Data for processing:
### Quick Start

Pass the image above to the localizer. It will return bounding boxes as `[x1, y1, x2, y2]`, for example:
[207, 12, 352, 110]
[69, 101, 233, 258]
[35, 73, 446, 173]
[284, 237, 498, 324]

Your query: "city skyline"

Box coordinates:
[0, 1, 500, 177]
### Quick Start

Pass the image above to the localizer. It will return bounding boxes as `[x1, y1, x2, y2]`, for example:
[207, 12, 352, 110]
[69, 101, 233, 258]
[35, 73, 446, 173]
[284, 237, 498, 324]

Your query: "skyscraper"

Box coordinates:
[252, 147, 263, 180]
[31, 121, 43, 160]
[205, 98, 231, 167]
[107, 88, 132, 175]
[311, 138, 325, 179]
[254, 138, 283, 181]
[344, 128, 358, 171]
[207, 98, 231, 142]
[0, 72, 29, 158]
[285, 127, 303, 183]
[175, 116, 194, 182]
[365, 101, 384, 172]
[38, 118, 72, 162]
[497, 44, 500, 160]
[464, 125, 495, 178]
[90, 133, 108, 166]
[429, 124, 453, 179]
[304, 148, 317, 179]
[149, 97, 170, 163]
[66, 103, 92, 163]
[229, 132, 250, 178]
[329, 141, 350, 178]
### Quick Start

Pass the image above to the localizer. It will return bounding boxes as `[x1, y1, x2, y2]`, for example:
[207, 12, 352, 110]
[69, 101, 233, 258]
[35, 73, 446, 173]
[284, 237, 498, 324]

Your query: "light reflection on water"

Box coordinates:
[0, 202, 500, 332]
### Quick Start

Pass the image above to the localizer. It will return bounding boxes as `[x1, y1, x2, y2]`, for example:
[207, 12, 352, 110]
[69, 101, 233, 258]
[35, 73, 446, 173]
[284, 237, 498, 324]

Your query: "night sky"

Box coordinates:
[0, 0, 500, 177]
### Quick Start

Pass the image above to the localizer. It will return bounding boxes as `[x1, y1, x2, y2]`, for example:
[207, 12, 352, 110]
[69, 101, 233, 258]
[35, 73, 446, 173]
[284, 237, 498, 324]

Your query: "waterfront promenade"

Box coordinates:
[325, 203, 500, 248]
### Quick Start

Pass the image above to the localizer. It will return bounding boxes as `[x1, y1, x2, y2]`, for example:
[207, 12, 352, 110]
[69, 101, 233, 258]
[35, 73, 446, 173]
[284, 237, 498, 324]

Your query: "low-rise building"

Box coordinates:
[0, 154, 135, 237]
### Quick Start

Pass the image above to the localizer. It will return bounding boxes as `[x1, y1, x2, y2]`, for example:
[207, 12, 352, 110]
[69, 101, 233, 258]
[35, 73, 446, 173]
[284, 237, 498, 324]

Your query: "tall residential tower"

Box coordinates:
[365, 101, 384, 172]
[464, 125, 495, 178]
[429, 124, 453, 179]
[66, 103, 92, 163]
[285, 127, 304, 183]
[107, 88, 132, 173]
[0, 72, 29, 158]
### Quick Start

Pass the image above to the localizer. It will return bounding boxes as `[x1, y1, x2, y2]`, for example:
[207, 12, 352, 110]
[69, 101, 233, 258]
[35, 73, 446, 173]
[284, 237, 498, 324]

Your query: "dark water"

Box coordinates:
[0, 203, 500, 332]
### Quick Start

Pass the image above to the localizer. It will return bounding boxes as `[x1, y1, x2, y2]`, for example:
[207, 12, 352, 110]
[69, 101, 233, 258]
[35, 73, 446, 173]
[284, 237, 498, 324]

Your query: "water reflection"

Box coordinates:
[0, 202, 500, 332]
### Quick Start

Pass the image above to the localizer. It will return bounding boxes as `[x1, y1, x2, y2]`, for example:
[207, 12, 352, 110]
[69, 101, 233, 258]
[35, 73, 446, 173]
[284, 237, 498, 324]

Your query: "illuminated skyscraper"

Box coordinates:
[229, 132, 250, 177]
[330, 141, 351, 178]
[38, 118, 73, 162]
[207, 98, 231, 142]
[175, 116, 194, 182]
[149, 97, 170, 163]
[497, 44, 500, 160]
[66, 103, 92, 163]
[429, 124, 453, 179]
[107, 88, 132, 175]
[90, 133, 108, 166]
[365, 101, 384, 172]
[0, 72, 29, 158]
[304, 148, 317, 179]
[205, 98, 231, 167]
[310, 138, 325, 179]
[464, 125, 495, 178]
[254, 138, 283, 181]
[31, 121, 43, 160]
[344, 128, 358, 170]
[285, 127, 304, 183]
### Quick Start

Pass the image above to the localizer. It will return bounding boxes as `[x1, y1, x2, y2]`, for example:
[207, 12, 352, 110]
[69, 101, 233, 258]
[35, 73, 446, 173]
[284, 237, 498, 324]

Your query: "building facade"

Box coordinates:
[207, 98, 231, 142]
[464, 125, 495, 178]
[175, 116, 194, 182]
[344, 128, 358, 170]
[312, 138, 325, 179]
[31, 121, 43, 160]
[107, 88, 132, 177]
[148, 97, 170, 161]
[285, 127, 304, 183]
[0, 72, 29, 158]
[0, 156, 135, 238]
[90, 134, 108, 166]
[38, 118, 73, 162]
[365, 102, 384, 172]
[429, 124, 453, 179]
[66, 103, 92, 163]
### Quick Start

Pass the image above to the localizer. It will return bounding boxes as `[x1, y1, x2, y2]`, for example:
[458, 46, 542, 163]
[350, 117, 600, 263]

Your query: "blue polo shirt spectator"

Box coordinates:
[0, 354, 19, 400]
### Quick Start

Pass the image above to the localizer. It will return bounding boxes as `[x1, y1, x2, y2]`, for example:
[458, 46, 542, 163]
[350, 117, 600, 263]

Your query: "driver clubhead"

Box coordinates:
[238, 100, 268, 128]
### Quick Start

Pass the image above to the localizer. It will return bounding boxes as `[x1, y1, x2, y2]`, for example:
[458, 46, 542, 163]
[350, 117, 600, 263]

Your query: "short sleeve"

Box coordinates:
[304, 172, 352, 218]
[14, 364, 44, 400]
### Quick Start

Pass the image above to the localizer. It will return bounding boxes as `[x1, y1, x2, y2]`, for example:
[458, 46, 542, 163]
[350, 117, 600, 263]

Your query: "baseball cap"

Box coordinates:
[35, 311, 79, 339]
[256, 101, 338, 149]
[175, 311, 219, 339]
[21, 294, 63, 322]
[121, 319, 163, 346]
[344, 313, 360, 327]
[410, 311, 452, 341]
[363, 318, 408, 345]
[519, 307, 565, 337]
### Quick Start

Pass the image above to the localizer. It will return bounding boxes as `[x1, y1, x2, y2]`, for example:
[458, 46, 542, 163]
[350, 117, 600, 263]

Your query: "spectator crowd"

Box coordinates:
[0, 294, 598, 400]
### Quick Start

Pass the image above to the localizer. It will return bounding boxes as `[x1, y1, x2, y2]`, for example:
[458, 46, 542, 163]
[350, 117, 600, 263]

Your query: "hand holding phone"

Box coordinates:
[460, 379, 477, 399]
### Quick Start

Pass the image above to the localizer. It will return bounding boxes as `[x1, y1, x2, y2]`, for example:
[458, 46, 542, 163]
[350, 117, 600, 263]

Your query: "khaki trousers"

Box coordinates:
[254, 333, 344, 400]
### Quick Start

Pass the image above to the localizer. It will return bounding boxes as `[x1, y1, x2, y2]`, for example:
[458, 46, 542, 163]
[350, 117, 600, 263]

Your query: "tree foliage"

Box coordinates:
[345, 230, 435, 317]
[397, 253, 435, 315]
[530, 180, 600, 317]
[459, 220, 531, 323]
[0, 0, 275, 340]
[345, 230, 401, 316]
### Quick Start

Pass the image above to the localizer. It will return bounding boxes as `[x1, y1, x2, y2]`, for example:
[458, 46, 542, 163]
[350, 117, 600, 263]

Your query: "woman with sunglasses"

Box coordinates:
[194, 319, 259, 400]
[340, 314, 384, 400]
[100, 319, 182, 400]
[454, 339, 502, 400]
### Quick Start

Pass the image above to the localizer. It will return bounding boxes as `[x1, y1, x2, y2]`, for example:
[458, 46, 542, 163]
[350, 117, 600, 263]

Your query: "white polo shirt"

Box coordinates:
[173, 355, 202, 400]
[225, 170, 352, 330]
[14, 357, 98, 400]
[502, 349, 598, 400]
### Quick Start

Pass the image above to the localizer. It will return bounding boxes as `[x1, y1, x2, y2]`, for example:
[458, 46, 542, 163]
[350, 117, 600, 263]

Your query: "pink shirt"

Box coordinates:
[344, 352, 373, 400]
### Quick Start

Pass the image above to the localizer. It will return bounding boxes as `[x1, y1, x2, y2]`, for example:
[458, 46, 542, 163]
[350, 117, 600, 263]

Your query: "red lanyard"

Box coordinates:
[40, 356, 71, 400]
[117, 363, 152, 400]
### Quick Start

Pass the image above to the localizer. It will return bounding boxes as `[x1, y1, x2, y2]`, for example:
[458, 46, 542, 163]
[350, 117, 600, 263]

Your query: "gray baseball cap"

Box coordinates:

Problem description:
Reproduce the material above verbatim, from its first line up to and including the line that contains "[0, 1, 500, 177]".

The reply:
### Quick Start

Pass the image above to the localizer. It will return bounding boxes as `[x1, y1, x2, y2]`, for example:
[207, 12, 352, 110]
[69, 101, 233, 258]
[35, 73, 446, 173]
[284, 237, 498, 324]

Your query: "city skyline"

Box coordinates:
[0, 1, 500, 177]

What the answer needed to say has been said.